» **Exercise brief**: Each entry should appear in the answer exactly as written.

» **The data**:
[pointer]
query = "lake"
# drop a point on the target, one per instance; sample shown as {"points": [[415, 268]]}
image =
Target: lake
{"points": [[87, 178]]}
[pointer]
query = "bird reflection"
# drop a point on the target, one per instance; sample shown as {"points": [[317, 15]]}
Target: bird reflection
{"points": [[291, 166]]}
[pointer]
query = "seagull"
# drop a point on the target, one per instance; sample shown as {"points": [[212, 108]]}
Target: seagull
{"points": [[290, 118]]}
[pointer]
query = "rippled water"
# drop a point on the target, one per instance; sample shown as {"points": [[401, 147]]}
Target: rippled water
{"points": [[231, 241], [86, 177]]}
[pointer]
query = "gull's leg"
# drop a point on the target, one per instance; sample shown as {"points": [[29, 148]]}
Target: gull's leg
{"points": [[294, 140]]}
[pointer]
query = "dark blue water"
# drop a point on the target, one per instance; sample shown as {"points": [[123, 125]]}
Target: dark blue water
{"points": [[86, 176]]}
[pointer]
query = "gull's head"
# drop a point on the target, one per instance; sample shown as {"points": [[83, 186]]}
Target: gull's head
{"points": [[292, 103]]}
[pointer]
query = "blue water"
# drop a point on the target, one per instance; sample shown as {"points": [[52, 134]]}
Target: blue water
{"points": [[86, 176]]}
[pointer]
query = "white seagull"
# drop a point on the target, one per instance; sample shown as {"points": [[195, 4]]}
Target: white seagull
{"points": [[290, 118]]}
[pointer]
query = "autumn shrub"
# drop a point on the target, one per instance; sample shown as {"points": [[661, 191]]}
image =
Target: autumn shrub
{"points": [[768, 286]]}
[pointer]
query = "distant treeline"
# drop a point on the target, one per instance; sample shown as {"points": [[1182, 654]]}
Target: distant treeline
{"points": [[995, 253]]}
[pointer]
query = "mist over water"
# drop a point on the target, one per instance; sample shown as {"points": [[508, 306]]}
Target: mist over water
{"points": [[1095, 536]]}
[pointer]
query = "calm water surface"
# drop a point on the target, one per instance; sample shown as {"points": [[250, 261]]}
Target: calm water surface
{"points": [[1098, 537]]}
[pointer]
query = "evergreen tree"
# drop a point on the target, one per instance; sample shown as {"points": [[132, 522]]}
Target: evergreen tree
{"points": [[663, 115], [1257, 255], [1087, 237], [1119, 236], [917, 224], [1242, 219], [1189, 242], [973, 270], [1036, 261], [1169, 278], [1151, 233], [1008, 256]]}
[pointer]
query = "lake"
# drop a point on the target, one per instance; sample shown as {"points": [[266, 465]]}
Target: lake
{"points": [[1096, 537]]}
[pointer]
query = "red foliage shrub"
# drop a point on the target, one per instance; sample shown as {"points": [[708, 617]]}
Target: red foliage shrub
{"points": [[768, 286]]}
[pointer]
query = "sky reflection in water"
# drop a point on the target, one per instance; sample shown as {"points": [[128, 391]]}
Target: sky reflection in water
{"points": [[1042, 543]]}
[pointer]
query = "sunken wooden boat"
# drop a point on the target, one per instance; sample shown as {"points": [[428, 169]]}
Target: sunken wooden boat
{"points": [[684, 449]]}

» **Task result**:
[pointer]
query = "lake"
# drop a point on the target, one per instance; sample shown as {"points": [[415, 268]]}
image =
Target: lake
{"points": [[87, 178]]}
[pointer]
query = "bird reflection"
# drop a point on the target, one per instance; sample shown as {"points": [[317, 15]]}
Target: bird reflection
{"points": [[291, 166]]}
[pointer]
query = "seagull"
# drop a point on the target, one per instance; sample shown as {"points": [[212, 108]]}
Target: seagull
{"points": [[290, 118]]}
[pointer]
query = "rippled water"
# drop a point on the target, one per instance; sample shown as {"points": [[401, 147]]}
Target: rippled water
{"points": [[231, 241], [86, 177]]}
[pointer]
query = "gull's leg"
# drop a point on the target, one per instance; sample shown as {"points": [[29, 148]]}
Target: gull's leg
{"points": [[294, 140]]}
[pointer]
query = "dark blue water"
# drop a point on the target, one per instance; sample shown as {"points": [[123, 125]]}
Target: dark blue water
{"points": [[86, 176]]}
[pointer]
query = "gull's head"
# drop a point on the target, one per instance; sample shown as {"points": [[83, 186]]}
Target: gull's head
{"points": [[292, 103]]}
[pointer]
query = "blue water"
# drop a point on the target, one per instance; sample shown as {"points": [[52, 134]]}
Target: blue water
{"points": [[86, 176]]}
[pointer]
query = "white seagull"
# drop a point on the target, one per instance; sample shown as {"points": [[195, 4]]}
Target: white seagull
{"points": [[290, 118]]}
[pointer]
query = "autumn shrub"
# drop a point on the target, one per instance; sample shown as {"points": [[661, 191]]}
image =
Target: autumn shrub
{"points": [[768, 286]]}
[pointer]
query = "distant treeline"
# drop a point on the target, one per instance; sample shown as {"points": [[1182, 654]]}
Target: distant treeline
{"points": [[995, 253]]}
[pointer]
query = "mist over water"
# drop a point on the target, one per instance; sample shown as {"points": [[508, 306]]}
Target: mist over water
{"points": [[1095, 536]]}
[pointer]
query = "calm water surface"
# drop a point on the target, one per instance; sample shown as {"points": [[250, 261]]}
Target: calm water surface
{"points": [[1098, 537]]}
[pointer]
query = "evergreen tree"
# drop a point on the target, one per instance; sample shown as {"points": [[132, 522]]}
Target: evergreen tree
{"points": [[663, 115], [1257, 255], [1087, 237], [1119, 236], [917, 224], [1242, 219], [1189, 242], [973, 270], [1036, 261], [1169, 278], [1151, 233], [1008, 256]]}
[pointer]
query = "lake"
# drop a point on the target, one per instance; sample shown as {"points": [[266, 465]]}
Target: lake
{"points": [[1096, 537]]}
[pointer]
query = "red foliage shrub"
# drop a point on the target, one per instance; sample shown as {"points": [[708, 617]]}
Target: red foliage shrub
{"points": [[768, 286]]}
[pointer]
query = "sky reflection in water"
# drop a point on the target, one per instance; sample shown as {"points": [[128, 391]]}
Target: sky reflection in water
{"points": [[1042, 543]]}
[pointer]
query = "sunken wooden boat"
# drop a point on the target, one per instance; sample shown as {"points": [[428, 169]]}
Target: sunken wooden boat
{"points": [[684, 449]]}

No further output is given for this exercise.